@andresaya/edge-tts
Version:
Edge TTS is a package that allows access to the online text-to-speech service used by Microsoft Edge without the need for Microsoft Edge, Windows, or an API key.
526 lines (395 loc) • 15.5 kB
Markdown
# Edge TTS
[](https://deepwiki.com/andresayac/edge-tts)
**Edge TTS** is a powerful Text-to-Speech (TTS) package that leverages Microsoft's Edge capabilities. This package allows you to synthesize speech from text and manage voice options easily through a command-line interface (CLI).
## Features
- **Text-to-Speech**: Convert text into natural-sounding speech using Microsoft Edge's TTS capabilities.
- **TypeScript Support**: Full TypeScript support with comprehensive type definitions included.
- **Multiple Audio Formats**: Support for 36+ audio formats (MP3, WebM, OGG, WAV, PCM, and more).

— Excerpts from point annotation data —

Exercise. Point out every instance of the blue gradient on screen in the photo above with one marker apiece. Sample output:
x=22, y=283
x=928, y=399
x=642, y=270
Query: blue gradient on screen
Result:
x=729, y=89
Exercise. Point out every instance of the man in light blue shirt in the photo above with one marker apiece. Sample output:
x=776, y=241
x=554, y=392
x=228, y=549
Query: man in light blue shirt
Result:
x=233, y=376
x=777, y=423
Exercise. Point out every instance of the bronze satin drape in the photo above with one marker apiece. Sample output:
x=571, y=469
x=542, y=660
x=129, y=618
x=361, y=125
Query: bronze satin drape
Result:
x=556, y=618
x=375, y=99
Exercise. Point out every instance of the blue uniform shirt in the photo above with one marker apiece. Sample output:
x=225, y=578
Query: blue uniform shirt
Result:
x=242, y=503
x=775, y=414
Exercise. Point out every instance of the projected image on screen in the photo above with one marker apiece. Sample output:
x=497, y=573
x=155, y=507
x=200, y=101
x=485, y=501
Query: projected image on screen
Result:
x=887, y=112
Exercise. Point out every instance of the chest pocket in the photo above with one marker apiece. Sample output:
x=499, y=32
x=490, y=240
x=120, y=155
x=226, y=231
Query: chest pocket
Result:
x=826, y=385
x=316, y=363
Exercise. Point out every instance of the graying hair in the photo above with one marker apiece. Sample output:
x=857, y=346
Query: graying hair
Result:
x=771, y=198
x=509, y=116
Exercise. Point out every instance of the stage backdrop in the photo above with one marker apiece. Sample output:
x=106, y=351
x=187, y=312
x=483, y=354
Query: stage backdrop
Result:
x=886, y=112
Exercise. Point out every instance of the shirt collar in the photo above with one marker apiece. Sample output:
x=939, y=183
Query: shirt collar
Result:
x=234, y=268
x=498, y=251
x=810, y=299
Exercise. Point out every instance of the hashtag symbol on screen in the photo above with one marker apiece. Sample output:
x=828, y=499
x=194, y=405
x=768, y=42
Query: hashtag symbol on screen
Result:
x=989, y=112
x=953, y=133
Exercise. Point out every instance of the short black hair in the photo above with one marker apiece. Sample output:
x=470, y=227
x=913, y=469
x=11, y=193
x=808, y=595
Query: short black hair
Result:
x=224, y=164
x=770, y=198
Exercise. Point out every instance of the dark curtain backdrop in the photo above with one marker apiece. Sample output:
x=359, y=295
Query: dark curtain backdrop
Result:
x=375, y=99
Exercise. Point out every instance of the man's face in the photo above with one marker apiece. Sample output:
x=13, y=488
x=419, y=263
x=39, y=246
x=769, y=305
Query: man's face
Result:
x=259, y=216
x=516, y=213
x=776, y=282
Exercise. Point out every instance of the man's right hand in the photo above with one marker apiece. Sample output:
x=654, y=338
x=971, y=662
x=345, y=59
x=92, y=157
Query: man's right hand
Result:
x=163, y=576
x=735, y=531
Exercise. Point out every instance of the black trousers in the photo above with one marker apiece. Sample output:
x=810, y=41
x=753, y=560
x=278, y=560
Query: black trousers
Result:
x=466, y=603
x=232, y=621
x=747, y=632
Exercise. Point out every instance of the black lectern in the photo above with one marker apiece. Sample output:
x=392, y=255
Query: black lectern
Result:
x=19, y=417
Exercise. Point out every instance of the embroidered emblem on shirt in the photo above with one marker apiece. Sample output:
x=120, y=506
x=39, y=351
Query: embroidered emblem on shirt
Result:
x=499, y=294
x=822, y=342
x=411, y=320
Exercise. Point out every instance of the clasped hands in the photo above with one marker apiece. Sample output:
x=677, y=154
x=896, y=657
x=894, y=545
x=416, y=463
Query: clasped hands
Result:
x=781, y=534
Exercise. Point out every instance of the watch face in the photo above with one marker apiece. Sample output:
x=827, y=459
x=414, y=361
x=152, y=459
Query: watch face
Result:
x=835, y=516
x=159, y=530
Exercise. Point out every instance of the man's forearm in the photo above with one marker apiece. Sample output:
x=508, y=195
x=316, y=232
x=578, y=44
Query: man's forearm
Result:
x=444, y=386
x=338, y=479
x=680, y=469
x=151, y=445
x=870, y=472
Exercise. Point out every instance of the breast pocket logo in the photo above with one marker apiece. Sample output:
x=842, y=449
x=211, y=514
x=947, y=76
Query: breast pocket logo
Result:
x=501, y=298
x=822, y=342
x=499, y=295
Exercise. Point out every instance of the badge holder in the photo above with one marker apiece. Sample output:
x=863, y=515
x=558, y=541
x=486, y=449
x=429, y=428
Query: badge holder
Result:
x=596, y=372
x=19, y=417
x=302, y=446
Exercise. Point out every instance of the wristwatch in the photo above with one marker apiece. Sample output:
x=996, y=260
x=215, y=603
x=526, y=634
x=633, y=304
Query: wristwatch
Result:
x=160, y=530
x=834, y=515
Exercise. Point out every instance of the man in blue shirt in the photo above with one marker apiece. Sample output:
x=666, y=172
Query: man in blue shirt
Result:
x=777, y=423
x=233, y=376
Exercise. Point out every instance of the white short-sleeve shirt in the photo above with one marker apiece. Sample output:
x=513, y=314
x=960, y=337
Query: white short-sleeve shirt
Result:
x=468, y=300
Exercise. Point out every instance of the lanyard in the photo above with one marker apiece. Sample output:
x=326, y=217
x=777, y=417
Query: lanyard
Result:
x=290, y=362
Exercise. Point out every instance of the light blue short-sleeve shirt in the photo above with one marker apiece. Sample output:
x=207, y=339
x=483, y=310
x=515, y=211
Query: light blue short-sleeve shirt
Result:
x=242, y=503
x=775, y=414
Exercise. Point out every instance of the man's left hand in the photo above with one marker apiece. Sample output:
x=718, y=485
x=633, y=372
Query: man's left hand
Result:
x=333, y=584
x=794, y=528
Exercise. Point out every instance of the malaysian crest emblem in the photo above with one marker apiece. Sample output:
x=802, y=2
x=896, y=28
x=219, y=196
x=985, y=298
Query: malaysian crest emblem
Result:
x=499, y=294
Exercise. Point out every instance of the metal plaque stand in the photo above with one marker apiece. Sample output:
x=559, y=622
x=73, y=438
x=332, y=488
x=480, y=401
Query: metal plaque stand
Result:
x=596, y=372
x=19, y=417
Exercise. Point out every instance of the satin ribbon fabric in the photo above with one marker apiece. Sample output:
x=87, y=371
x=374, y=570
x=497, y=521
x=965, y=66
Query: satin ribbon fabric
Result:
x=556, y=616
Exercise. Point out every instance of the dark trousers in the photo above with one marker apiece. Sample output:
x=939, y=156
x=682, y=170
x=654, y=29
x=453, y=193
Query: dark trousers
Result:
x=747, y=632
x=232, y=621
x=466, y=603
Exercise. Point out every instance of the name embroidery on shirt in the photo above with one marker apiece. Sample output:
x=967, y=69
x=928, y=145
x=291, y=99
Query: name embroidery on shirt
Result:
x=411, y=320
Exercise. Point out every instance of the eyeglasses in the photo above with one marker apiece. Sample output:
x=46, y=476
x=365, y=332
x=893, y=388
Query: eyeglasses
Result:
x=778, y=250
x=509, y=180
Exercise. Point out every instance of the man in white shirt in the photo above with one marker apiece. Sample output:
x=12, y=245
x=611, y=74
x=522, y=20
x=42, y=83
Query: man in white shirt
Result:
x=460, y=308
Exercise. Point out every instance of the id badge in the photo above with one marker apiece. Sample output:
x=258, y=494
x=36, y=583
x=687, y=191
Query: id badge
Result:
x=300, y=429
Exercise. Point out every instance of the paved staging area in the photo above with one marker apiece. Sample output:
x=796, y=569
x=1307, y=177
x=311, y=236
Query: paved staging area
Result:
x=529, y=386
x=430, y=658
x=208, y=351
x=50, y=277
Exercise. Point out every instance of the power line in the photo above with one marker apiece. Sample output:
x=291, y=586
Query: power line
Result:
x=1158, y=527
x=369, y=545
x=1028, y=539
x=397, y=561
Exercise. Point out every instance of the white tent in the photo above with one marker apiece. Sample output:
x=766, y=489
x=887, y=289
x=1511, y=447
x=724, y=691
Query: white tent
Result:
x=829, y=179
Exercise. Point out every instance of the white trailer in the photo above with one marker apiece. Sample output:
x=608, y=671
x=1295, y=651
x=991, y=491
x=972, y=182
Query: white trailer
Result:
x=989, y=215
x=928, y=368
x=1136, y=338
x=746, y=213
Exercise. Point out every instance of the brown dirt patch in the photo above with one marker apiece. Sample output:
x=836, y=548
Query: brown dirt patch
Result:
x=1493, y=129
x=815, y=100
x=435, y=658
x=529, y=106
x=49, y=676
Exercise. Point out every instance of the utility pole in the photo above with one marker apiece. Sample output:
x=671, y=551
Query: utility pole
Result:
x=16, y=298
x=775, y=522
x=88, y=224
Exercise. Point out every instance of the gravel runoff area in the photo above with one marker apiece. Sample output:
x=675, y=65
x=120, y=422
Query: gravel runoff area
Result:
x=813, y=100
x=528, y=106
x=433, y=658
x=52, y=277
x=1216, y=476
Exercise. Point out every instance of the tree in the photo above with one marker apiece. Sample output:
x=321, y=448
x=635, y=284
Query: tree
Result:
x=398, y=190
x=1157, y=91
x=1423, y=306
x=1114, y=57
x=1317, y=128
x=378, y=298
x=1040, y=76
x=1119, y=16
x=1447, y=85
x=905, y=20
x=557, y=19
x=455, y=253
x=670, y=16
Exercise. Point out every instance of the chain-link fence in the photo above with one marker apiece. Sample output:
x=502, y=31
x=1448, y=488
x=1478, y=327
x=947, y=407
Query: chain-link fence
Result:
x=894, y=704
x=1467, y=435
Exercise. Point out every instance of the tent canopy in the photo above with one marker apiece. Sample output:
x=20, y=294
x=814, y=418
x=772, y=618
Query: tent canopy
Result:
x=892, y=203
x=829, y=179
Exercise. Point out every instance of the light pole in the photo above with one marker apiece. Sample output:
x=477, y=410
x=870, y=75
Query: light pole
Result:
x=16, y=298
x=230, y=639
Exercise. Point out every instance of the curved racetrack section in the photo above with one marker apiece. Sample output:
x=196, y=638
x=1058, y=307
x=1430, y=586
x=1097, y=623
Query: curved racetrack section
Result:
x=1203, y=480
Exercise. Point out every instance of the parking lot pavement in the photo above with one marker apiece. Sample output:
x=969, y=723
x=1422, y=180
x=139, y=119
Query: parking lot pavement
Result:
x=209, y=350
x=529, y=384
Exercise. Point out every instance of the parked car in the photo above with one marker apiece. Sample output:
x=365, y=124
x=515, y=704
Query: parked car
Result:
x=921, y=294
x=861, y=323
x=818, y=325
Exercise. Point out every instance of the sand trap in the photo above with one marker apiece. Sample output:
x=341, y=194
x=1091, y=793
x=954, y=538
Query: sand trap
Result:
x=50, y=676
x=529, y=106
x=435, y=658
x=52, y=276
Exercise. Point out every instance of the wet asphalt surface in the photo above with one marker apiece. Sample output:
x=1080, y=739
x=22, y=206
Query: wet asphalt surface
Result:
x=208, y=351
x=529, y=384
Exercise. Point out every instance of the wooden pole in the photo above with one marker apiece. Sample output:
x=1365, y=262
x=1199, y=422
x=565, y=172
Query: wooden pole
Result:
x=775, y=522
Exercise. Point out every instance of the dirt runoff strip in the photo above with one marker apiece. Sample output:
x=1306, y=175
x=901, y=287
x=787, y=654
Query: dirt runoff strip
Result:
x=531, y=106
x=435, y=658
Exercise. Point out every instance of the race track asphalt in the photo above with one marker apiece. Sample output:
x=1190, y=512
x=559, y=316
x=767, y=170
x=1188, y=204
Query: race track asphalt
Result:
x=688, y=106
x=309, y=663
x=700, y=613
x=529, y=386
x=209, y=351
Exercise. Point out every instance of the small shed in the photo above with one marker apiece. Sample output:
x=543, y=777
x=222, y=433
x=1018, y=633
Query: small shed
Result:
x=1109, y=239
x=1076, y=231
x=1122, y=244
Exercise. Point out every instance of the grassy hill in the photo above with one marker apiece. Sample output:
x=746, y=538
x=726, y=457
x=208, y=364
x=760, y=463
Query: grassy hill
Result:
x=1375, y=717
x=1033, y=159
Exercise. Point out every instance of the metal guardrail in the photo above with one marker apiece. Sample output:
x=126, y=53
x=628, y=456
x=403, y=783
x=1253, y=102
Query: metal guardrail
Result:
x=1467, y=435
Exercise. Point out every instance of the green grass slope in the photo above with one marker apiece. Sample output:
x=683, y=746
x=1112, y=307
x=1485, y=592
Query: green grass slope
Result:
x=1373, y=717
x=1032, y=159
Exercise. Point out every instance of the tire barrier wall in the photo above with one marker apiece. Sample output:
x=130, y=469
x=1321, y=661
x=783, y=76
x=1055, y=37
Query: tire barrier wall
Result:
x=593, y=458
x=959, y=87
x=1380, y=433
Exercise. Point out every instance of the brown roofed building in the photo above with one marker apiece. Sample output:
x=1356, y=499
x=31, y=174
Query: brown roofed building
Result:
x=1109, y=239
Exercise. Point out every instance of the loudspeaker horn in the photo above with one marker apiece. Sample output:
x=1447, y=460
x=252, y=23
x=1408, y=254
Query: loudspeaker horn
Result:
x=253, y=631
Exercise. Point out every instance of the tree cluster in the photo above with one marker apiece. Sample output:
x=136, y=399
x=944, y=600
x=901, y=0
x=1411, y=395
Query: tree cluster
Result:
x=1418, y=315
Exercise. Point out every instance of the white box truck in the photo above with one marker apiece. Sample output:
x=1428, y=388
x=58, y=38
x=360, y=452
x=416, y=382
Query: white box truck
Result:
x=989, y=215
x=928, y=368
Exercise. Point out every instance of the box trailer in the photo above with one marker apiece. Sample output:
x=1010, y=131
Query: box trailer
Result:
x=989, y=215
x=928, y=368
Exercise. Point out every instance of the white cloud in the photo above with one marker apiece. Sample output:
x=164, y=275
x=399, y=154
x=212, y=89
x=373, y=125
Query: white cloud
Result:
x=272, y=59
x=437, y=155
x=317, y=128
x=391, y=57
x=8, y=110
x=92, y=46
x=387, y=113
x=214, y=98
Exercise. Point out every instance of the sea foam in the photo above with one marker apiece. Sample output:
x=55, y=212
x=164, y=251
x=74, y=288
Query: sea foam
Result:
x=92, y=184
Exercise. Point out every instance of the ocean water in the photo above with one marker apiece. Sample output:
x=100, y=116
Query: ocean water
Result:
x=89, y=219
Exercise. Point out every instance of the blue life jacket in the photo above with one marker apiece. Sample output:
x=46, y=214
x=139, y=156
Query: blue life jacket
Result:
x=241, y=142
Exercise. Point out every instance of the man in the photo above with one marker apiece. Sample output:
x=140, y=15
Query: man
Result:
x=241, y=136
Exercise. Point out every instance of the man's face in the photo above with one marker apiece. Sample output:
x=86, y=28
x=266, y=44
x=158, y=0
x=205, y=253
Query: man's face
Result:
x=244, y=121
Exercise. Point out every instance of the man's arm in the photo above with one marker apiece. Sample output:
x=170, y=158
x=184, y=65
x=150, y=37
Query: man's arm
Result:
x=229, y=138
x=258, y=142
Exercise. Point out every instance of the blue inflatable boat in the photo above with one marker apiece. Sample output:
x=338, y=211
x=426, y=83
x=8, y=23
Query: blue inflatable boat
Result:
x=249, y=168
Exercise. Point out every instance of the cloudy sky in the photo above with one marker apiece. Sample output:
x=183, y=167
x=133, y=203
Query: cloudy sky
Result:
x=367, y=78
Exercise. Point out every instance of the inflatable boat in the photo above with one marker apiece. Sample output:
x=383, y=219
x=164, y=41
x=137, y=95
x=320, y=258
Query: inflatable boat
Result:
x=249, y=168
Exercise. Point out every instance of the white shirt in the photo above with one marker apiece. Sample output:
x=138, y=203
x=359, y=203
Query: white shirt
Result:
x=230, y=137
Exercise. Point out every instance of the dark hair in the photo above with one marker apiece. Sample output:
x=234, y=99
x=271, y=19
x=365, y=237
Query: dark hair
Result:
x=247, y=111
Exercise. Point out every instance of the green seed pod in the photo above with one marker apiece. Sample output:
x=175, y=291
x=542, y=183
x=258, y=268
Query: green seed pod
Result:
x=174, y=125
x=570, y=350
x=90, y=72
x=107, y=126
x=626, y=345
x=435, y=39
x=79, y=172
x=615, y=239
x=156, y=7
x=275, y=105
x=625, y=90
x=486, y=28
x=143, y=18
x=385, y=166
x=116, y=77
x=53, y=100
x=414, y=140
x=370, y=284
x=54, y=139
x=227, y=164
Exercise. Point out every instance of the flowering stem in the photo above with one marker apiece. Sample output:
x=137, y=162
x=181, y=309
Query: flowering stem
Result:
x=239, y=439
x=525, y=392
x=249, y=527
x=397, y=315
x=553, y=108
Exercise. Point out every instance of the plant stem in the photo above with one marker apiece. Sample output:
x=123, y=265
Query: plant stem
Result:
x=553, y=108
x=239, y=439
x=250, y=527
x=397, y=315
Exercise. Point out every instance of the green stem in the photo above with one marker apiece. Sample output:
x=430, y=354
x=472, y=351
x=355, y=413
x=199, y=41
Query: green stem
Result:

— WORK REQUIRED —
According to the Edge TTS page, how many audio formats does the package support? This material comes from a separate source.

— ANSWER TO THIS PROBLEM —
36+ audio formats, including MP3, WebM, OGG, WAV, and PCM.